EXTRACT TO READ:
* Begin *
Blaine Thurier (born 1967) is a Canadian musician and film producer. He played synthesizer with the Canadian indie pop supergroup The New Pornographers from their inception in 1997 up to 2021. He also directed several music videos for the band during his tenure. Thurier has written and directed feature films, which have been screened at the Toronto International Film Festival (TIFF), South by Southwest Film Festival, Slamdance and other festivals. Thurier served as a 2011 panelist for the TIFF.

Personal life
Thurier was born in 1967 Estevan, Saskatchewan, Canada. He lives in Vancouver with his wife and son.

Career
Thurier considers filmmaking his main creative outlet, while treating music as a job. He plays synthesizer with the Canadian indie pop supergroup The New Pornographers. Thurier has directed three of the band's videos "Use It", "All For Swinging You Around" and "The Laws Have Changed".

Feature films
Thurier's first full-length feature Low Self-Esteem Girl premiered at the September 2000 Toronto International Film Festival. Thurier used the attention from his film debut to promote The New Pornographers who were still a few months away from releasing their debut album Mass Romantic. The film was awarded Best Narrative Feature at the South by Southwest Film Festival.
* End *
DIRECTIVE A: According to the text on Blaine Thurier, what award did Low Self-Esteem Girl receive at the South by Southwest Film Festival?
The text and the records have nothing to do with each other.

Point labeling records:
* Begin *
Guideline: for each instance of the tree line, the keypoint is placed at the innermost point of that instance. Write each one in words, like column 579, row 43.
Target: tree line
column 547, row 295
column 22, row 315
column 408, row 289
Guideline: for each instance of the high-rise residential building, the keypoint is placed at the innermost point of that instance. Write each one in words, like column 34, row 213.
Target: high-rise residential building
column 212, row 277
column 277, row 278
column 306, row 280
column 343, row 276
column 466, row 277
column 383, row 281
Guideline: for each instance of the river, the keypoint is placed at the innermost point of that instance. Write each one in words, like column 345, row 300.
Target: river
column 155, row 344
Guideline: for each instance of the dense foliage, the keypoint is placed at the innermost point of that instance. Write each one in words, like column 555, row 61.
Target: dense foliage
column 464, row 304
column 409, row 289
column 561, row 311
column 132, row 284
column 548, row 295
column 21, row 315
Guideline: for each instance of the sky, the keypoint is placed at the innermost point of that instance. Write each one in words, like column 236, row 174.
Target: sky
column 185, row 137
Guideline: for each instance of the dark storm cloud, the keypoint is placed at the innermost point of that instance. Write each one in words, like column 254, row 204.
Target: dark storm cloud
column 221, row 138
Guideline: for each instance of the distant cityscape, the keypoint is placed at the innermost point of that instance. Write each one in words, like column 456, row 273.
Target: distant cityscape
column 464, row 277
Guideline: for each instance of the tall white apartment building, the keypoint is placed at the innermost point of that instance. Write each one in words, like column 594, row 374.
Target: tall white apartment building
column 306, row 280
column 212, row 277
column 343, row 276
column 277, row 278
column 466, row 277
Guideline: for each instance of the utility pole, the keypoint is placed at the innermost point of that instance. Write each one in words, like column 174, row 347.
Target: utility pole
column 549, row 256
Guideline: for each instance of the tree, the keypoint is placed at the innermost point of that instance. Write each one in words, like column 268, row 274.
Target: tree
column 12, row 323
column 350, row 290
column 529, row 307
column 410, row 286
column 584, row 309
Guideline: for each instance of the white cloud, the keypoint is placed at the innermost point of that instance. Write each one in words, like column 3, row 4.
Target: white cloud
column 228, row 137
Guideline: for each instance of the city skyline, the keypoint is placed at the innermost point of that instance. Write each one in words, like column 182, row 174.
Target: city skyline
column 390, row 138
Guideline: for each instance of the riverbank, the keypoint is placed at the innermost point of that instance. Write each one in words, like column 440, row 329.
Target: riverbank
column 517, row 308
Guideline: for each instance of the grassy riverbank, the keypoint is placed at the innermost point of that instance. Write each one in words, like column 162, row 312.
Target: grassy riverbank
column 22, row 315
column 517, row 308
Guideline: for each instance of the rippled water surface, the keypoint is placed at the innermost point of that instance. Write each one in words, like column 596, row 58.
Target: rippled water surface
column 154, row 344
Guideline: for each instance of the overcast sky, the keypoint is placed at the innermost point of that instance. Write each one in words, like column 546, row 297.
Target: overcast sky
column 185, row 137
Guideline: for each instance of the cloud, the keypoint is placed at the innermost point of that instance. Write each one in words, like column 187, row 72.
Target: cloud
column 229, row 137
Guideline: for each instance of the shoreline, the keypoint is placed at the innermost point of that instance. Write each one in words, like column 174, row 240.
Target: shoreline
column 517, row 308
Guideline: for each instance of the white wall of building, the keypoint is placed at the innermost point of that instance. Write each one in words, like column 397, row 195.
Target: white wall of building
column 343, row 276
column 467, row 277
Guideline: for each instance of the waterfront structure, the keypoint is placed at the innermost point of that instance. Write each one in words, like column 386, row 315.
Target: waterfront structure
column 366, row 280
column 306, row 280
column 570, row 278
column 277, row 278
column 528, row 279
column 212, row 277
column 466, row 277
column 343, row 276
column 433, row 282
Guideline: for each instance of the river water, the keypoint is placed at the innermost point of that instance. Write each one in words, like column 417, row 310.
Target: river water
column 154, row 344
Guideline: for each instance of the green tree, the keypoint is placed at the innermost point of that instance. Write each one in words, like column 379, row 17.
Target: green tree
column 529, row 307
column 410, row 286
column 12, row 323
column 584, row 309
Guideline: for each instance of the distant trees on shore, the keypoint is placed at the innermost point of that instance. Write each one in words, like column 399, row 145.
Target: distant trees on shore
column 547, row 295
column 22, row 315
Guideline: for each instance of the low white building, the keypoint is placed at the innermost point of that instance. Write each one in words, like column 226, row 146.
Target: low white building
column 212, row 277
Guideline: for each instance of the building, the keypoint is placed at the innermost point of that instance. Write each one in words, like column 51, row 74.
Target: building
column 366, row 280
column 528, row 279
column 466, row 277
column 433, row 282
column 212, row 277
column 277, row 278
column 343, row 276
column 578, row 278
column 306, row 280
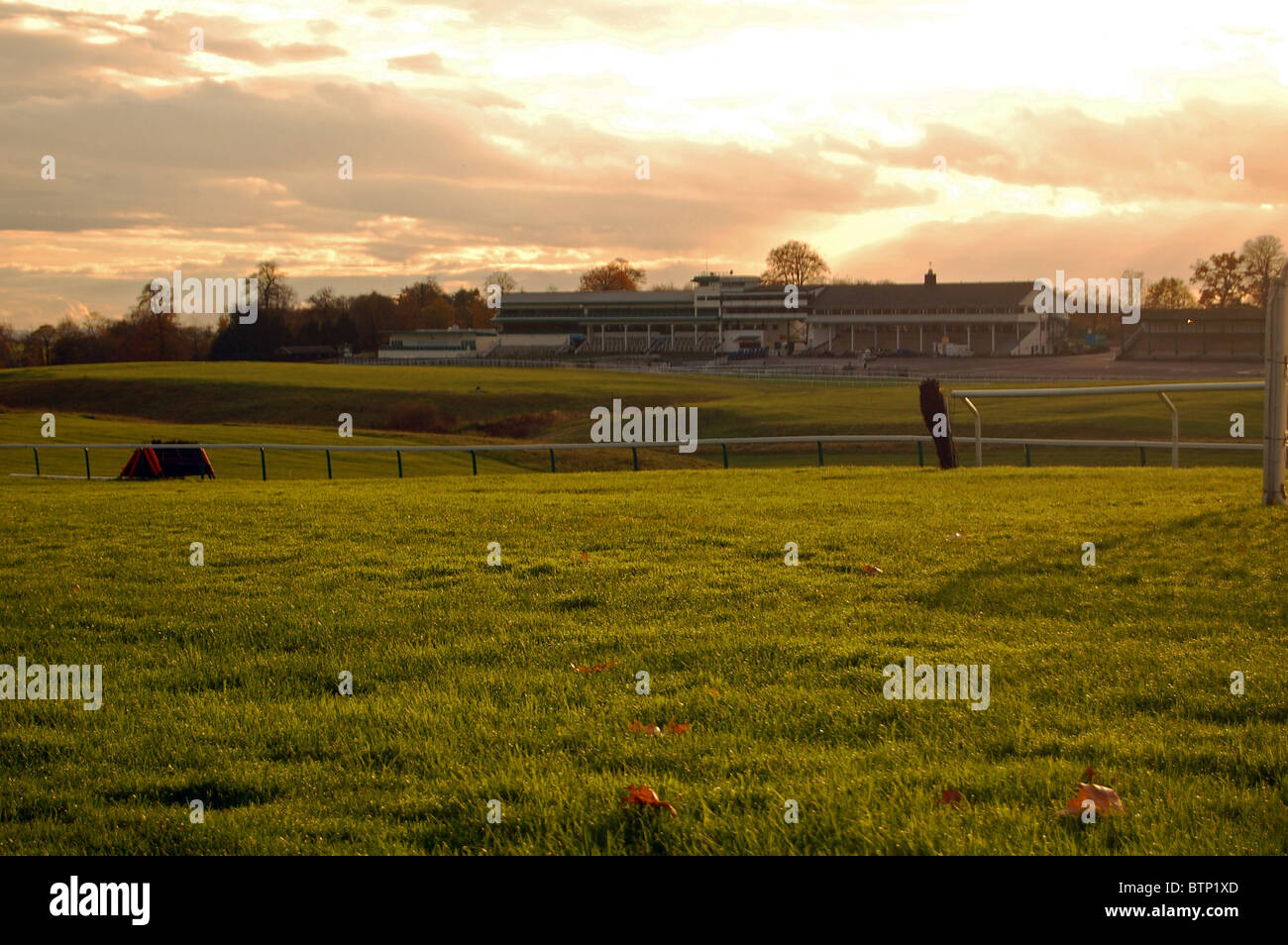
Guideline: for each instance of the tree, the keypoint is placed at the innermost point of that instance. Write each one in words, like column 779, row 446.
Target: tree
column 794, row 262
column 156, row 325
column 11, row 349
column 1222, row 279
column 1168, row 292
column 618, row 274
column 274, row 295
column 40, row 342
column 498, row 277
column 1262, row 259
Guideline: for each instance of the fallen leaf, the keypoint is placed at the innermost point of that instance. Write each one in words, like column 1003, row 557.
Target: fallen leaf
column 1106, row 799
column 644, row 795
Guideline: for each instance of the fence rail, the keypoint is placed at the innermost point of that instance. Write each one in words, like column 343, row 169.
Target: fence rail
column 552, row 448
column 1160, row 389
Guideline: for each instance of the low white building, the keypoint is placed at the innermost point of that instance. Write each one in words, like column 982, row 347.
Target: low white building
column 432, row 344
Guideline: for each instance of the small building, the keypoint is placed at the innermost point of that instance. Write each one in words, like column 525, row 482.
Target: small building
column 1231, row 334
column 436, row 344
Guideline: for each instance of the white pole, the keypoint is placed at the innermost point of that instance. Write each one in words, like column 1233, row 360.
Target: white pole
column 1275, row 432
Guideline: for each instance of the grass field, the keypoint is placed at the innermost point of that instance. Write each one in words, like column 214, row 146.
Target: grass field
column 220, row 680
column 408, row 406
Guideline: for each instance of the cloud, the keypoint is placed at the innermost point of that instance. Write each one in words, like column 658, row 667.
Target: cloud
column 429, row 63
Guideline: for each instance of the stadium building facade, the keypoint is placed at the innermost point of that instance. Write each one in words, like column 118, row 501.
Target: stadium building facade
column 741, row 317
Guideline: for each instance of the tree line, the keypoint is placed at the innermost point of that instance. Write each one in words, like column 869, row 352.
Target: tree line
column 326, row 318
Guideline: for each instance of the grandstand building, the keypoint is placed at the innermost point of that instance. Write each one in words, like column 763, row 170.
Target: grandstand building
column 739, row 317
column 977, row 318
column 1231, row 334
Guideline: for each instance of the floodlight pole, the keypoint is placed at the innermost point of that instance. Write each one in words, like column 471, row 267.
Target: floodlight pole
column 1275, row 432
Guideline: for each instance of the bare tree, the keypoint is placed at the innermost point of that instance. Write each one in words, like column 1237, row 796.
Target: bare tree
column 498, row 277
column 618, row 274
column 794, row 262
column 1262, row 259
column 1168, row 292
column 1222, row 279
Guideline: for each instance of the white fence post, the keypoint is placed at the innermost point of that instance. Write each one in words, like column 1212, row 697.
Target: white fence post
column 1276, row 404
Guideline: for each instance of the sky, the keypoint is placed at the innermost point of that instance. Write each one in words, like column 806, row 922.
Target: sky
column 996, row 140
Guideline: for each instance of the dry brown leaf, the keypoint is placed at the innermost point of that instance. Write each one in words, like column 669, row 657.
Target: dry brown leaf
column 596, row 667
column 1106, row 799
column 644, row 795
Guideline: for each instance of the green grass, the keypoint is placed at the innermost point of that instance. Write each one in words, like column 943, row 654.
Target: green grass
column 404, row 406
column 220, row 680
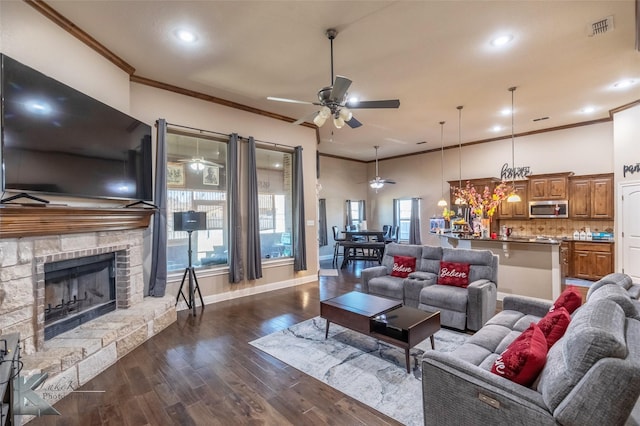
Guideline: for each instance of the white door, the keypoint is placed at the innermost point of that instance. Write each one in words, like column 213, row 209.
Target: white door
column 630, row 231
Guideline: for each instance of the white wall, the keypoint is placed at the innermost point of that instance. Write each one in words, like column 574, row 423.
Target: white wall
column 29, row 37
column 626, row 132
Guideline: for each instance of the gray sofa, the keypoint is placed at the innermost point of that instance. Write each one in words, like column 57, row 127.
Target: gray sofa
column 591, row 375
column 461, row 308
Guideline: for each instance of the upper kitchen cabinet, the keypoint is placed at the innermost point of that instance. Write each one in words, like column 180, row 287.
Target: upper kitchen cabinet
column 549, row 186
column 516, row 210
column 591, row 196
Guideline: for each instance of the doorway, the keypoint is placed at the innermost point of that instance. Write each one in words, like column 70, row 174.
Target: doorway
column 629, row 230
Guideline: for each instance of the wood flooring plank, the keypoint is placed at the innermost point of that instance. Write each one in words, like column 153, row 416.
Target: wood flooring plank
column 203, row 371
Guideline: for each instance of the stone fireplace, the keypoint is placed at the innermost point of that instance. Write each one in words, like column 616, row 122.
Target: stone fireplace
column 48, row 246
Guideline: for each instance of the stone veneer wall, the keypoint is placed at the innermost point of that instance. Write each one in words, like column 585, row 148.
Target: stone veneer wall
column 22, row 276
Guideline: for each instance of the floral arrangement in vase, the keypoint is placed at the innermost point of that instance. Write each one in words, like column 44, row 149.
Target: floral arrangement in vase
column 484, row 203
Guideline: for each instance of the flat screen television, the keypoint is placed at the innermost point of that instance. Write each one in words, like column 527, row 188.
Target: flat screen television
column 57, row 140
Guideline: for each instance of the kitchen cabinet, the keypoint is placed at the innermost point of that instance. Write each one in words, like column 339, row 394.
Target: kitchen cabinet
column 565, row 260
column 516, row 210
column 591, row 261
column 548, row 186
column 591, row 197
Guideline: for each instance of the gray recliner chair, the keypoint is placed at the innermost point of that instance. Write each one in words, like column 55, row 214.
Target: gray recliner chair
column 471, row 307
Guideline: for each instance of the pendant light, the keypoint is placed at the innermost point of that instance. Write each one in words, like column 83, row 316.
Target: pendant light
column 442, row 202
column 460, row 201
column 514, row 197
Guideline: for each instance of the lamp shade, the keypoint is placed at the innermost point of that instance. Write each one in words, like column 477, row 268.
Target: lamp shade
column 346, row 114
column 319, row 120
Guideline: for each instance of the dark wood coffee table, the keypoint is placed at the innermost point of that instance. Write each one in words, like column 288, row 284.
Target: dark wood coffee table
column 382, row 318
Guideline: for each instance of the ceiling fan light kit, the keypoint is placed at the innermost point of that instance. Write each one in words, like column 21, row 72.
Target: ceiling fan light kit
column 333, row 99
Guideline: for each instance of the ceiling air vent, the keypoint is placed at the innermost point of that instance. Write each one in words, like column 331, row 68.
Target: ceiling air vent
column 600, row 27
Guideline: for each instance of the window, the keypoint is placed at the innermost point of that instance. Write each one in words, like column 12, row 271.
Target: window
column 196, row 180
column 403, row 214
column 355, row 213
column 275, row 174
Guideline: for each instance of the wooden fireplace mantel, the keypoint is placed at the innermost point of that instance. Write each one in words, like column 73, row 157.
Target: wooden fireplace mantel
column 26, row 221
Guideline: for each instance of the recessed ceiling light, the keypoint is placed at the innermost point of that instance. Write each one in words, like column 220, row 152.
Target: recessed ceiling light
column 186, row 36
column 502, row 40
column 623, row 84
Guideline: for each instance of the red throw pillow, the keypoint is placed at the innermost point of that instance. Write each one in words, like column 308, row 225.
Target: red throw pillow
column 403, row 266
column 570, row 299
column 452, row 273
column 554, row 324
column 524, row 358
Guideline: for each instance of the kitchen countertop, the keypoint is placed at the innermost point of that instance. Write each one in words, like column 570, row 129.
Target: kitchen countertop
column 523, row 239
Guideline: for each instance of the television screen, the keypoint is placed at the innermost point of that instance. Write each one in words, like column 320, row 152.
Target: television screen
column 57, row 140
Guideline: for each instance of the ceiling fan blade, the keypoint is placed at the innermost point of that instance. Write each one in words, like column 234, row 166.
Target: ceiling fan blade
column 306, row 117
column 389, row 103
column 340, row 87
column 291, row 101
column 353, row 123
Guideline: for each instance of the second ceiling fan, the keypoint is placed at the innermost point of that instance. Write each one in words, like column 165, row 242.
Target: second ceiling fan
column 333, row 100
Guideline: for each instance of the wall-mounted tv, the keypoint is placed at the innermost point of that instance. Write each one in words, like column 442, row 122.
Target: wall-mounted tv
column 57, row 140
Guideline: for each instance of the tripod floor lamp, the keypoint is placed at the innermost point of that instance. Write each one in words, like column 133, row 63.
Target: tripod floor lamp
column 190, row 221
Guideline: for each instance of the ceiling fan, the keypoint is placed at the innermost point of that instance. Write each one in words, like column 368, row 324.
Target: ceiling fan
column 333, row 100
column 378, row 182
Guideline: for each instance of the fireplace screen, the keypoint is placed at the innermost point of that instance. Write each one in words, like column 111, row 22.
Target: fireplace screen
column 76, row 291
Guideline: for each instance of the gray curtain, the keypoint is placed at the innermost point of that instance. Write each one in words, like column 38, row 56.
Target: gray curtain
column 299, row 238
column 414, row 223
column 323, row 238
column 348, row 218
column 235, row 227
column 158, row 276
column 254, row 256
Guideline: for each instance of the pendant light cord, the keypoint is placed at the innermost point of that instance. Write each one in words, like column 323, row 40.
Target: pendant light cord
* End *
DIRECTIVE B: Quote from the records the lines that begin with the line containing "Guideline: for each instance of the wooden" and continue through the line containing "column 623, row 84".

WRITTEN ANSWER A: Best Narrative Feature

WRITTEN ANSWER B:
Guideline: for each instance of the wooden fireplace mantel, the keypoint is placed at the innermost point of that instance. Write each one in words, like column 73, row 157.
Target: wooden fireplace mantel
column 26, row 221
Guideline: for each instance of the recessed ceiling light, the keypoint is placed at the innermost point of that instance. Write each one in words, like column 220, row 152.
Target: recessed ceiling light
column 186, row 36
column 502, row 40
column 623, row 84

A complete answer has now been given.